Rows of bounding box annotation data

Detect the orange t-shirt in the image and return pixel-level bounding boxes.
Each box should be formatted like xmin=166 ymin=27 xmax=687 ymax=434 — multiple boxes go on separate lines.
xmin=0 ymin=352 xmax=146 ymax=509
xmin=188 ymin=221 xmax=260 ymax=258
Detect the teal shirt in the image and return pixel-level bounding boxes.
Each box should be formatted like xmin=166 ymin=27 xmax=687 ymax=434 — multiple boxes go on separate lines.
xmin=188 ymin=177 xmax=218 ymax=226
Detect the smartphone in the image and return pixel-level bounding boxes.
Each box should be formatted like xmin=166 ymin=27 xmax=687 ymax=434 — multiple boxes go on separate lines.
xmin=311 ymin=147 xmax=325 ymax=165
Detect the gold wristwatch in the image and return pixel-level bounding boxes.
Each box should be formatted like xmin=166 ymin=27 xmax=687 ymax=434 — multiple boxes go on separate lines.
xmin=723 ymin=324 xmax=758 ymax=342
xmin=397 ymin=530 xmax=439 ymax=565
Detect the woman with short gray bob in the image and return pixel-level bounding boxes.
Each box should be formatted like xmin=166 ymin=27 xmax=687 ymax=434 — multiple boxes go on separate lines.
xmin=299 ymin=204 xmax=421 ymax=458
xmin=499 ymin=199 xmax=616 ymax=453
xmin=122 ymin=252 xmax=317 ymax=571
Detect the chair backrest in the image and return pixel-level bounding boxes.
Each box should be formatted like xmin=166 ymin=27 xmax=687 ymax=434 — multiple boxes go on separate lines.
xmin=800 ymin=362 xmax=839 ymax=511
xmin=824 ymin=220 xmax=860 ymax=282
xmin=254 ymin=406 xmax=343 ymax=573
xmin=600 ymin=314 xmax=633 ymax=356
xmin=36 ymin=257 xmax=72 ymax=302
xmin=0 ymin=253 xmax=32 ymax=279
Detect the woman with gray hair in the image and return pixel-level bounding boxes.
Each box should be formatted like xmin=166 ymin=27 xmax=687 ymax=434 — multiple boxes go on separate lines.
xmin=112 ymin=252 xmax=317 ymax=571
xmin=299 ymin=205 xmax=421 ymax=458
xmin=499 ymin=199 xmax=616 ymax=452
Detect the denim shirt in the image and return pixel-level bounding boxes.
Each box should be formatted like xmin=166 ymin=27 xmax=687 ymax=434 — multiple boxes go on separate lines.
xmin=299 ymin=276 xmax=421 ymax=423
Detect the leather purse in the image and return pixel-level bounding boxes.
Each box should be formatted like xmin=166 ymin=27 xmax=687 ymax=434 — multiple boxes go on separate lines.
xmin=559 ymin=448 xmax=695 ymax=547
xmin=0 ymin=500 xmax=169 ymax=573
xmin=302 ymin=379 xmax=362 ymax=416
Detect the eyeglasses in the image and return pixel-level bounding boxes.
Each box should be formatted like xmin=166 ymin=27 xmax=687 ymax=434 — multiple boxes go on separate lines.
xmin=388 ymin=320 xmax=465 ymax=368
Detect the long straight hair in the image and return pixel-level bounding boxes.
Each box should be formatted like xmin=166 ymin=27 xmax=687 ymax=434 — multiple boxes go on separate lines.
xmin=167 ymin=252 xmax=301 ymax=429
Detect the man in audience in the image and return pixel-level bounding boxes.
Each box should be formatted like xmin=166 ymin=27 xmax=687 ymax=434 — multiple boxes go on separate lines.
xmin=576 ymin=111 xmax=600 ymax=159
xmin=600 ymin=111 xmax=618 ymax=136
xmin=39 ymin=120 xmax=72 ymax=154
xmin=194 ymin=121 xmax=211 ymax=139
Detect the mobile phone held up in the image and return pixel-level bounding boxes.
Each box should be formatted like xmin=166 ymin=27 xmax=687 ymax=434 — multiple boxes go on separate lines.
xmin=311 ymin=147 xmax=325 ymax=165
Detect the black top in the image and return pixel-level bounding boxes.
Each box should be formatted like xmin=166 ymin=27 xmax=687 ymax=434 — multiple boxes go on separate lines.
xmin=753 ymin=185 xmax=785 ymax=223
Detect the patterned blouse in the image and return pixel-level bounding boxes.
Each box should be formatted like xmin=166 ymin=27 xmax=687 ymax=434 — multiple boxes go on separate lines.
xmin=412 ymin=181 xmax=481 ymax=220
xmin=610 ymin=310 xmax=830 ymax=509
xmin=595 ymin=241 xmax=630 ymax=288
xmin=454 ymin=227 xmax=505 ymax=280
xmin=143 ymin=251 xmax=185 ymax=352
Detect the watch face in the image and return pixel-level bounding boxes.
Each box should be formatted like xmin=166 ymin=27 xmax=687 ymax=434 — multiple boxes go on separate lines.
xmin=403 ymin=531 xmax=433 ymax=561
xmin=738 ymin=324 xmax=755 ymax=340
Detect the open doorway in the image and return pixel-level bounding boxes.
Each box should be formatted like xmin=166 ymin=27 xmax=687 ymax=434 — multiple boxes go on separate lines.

> TASK TO CARRY OUT: Copy out again the part of the material that opens with the line containing "Detect the woman with gray" and closes with the line containing "xmin=302 ymin=379 xmax=362 ymax=416", including both of those lines.

> FINAL RESULT:
Detect the woman with gray hair in the image and return pixel-level bounding boxes.
Each box should be formatted like xmin=166 ymin=27 xmax=687 ymax=434 — multiple boxes go on separate lines.
xmin=112 ymin=252 xmax=317 ymax=571
xmin=299 ymin=205 xmax=421 ymax=458
xmin=499 ymin=199 xmax=616 ymax=452
Detect the denim shirt in the image and return pixel-level bounding boxes.
Each box should be formatted like xmin=166 ymin=27 xmax=687 ymax=434 — multiple boxes go on separate lines.
xmin=299 ymin=276 xmax=421 ymax=423
Detect the leather purse in the image and return pixel-level bounding boxes.
Each box should be formatted like xmin=166 ymin=27 xmax=687 ymax=434 — multiple boxes go on separate lines.
xmin=559 ymin=448 xmax=695 ymax=547
xmin=0 ymin=500 xmax=169 ymax=573
xmin=302 ymin=379 xmax=362 ymax=416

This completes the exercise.